The depositions of Constable Berger and Mr. Cicero of the Dorset Apartments clearly show that Mr. Muscelli of Antoine’s, went to the Dorset Apartments accompanied by Constable Berger, who had with him certain writs issued by the Magistrate Goldfeder. After the Dorset Apartment people checked with their attorneys, all these persons went to the apartment which had been let in the names of plaintiff and Mr. Henry. When all reached there, they found that someone — it could have been Mr. Henry, plaintiff’s co-lessee — was already in the apartment and that the door was then unlocked.
The employees of Antoine’s proceeded to remove certain furniture. The record shows: (1) no one broke into the apartment on this occasion and (2) Constable Berger did not participate in any removal of the furniture.
I note, moreover, that there was a right of repossession in Antoine’s, Inc., independent of any writs of replevin, since the complaint on its face shows a conditional sales contract, and the presence of Constable Berger
This conditional sales contract is subject to the provisions of Chapter 9 of Title 6 of the Delaware Code of 1953. Specifically the conditional sales contract provides for retaking possession in the event of default. See 6 Del. C. § 916. The conditional sales contract attached to the complaint shows on its face that there was default, inasmuch as a payment of $214.95 was due on January 20, 1962, and plaintiff did not plead it had been paid.
*158The complaint states only that the $3,084.50 down payment had been made and alleges no further payments as of February 6, 1962, when Antoine’s, Inc. undertook to repossess its property, as'sumedly covered by the conditional sales agreement.
Such defendant retook possession under its conditional sales contract, and the presence of Constable Berger (except perhaps to prevent a breach of the peace) and the issuance of the writs of replevin were wholly superfluous.
There was not, nor can there be any damage shown to the plaintiffs by the issuance of the writs of replevin by Magistrate Goldfeder or by Constable Berger’s mere presence at the scene when Antoine’s re-took possession of its property under its conditional sales contract.
The complaint shows no such violation of duty by Magistrate Goldfeder of 10 Del. C. §§ 9634 and 9635, as would demonstrate any breach of duty by the Magistrate or the Constable to this plaintiff in the issuance of the writs of replevin under the circumstances alleged. 10 Del. C. § 9635 refers to a statement of claim at or before return of the writ.

→ **RECORD SET**
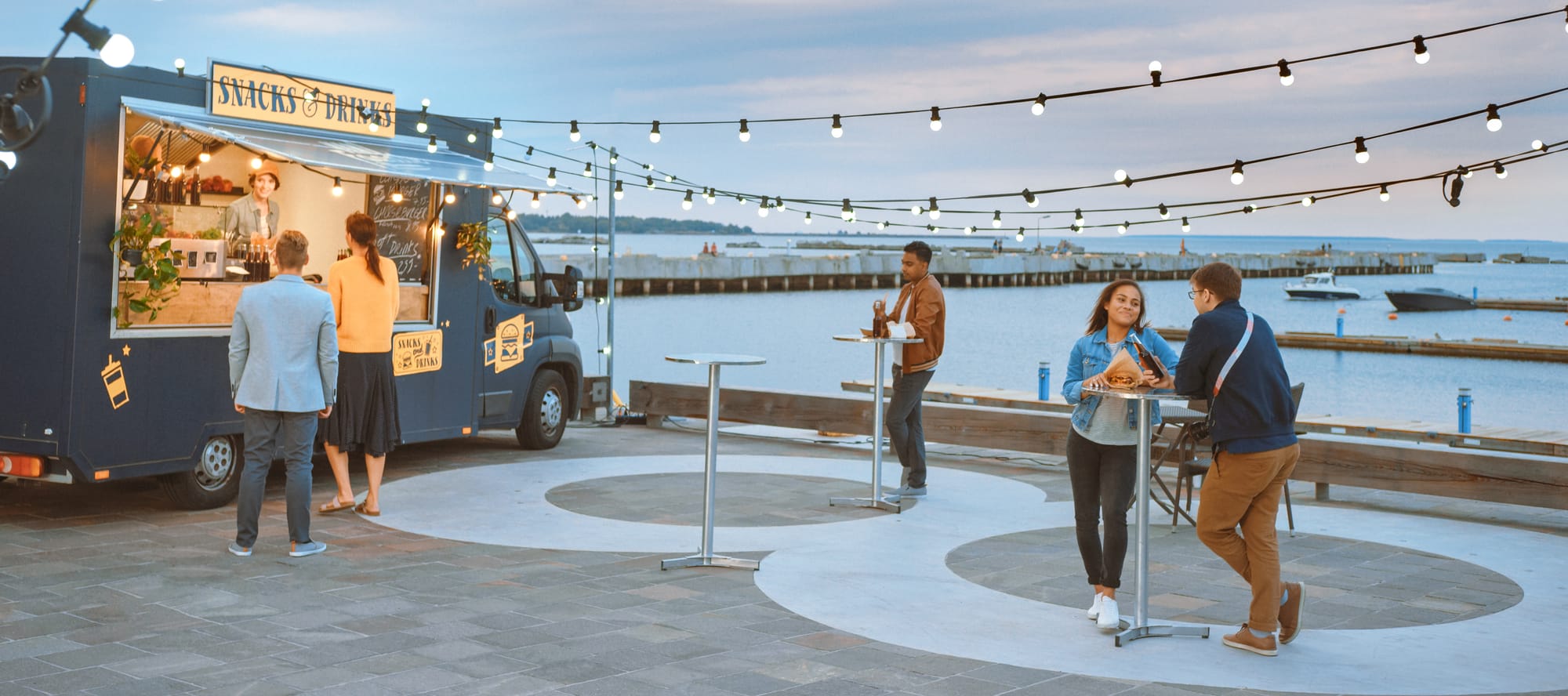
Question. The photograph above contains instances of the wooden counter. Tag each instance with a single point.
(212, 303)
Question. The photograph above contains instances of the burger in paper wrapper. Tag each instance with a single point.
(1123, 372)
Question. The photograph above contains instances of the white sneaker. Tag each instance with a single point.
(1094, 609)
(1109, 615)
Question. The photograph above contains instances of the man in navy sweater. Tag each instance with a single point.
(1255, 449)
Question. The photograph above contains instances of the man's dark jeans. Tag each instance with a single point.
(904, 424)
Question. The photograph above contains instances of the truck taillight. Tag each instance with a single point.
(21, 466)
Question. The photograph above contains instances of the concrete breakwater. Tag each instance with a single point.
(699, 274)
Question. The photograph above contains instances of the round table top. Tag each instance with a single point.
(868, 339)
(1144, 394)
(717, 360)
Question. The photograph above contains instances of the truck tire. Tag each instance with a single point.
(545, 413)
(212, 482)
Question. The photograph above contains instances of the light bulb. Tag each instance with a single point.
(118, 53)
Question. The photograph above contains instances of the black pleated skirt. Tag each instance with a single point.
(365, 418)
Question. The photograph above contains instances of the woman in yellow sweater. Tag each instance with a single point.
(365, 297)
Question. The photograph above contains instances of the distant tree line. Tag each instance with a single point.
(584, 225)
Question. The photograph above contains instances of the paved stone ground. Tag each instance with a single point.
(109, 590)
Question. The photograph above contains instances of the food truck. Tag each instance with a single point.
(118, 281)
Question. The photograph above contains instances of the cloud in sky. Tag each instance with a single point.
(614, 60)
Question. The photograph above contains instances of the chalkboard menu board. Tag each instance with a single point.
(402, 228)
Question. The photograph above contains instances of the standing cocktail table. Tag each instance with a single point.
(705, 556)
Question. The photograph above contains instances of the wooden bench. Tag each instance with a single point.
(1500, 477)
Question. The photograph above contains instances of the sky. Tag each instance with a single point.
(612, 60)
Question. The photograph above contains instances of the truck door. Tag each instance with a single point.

---

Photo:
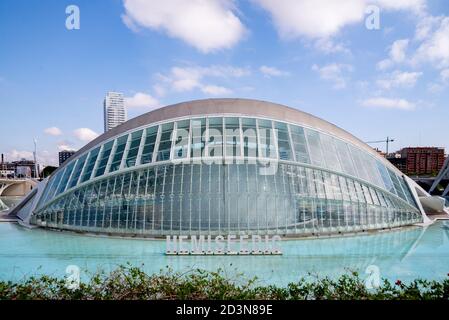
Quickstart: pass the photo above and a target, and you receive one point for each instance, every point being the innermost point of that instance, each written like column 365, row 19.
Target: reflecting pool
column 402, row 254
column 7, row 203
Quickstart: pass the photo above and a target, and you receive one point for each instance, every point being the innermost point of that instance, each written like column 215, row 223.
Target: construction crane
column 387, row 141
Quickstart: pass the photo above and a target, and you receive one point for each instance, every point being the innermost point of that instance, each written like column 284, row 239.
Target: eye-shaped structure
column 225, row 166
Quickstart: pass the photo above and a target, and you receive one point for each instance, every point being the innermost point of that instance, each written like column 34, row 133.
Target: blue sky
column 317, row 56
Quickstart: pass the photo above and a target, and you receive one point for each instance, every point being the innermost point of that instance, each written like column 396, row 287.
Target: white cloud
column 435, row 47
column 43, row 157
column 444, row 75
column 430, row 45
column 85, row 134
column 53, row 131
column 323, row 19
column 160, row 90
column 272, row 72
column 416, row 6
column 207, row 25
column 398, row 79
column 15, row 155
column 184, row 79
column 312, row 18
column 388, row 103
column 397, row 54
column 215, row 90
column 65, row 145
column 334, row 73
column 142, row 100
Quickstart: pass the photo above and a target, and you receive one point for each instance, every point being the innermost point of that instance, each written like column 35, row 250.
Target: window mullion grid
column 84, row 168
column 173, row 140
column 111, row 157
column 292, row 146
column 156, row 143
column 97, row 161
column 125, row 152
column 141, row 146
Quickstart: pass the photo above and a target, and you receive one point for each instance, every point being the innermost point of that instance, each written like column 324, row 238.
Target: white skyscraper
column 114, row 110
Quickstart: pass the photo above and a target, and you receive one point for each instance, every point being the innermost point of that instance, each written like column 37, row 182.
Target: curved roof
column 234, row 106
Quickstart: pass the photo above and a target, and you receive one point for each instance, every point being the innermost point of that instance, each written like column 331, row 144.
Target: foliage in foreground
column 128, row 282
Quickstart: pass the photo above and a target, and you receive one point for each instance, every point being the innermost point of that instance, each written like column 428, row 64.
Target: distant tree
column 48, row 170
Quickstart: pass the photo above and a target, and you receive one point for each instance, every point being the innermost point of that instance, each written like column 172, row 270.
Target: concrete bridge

→ **PARTS OF THE EXERCISE**
• a. In the records, starting at the line containing "324, row 238." and ending at the line containing "column 128, row 282", replace "curved roof" with "arched roof" and write out only those lines again with everything else unchanged.
• b. Carry the court opinion on the furniture repossession and the writs of replevin forward from its last sentence.

→ **THE RESULTS**
• a.
Quickstart: pass the photo above and a target, and you receive one point for each instance, every point being the innermost point of that instance, each written like column 324, row 238.
Target: white skyscraper
column 114, row 110
Quickstart: pass the photo above and a target, and you receive one point for each instance, every point being the innermost point of that instance, each written like column 37, row 182.
Target: arched roof
column 234, row 106
Quickstart: pass the photo above and a target, and you receive one point for each instance, every point being the innermost point of that instance, each written like column 331, row 144.
Target: foliage in foreground
column 128, row 282

• b.
There is, moreover, no breach of any duty to this plaintiff if Antoine’s, Inc. failed to provide a bond to Constable Berger. Plaintiff in this case has not pleaded or shown any breach of duty to him as to these two officials and so has no standing to raise such questions.
The allegations of the complaint and as set forth in the record show only, with respect to Magistrate Goldfeder, an action on his. pant in issuing the writ and the acts of the Constable in acting as he is shown to have acted, all of which clearly were pursuant to statutory authorization and so such acts were judicial in nature and cannot be subject to liability in the absence of proof of corruption or unlawful motive.
*159The Court of Errors and Appeals said in Bailey v. Wiggins, 5 Harr. 462, 470 (1854), concerning the liability of a magistrate for illegally issuing a warrant for a plaintiff’s arrest in a false imprisonment lawsuit:
“* * *. A judge acting within his jurisdiction is not a trespasser, though his judgment be wrong on the facts. This is a fundamental principle. The denial of it would be fatal to the administration of justice; and produce greater evils- than any which can result from holding the judge exempt from being sued 'as a trespasser. Any wrong done to the individual by an illegal arrest, may be speedily redressed by the writ of habeas corpus; and for malice or corruption, the judge may be punished; but how can justice be administered, if every opinion or judgment of the magistrate may subject him to a civil suit? There is no safety but in the rule that holds a judge, acting in good faith, irresponsible to the party for error in judgment.” 5 Harr. 470.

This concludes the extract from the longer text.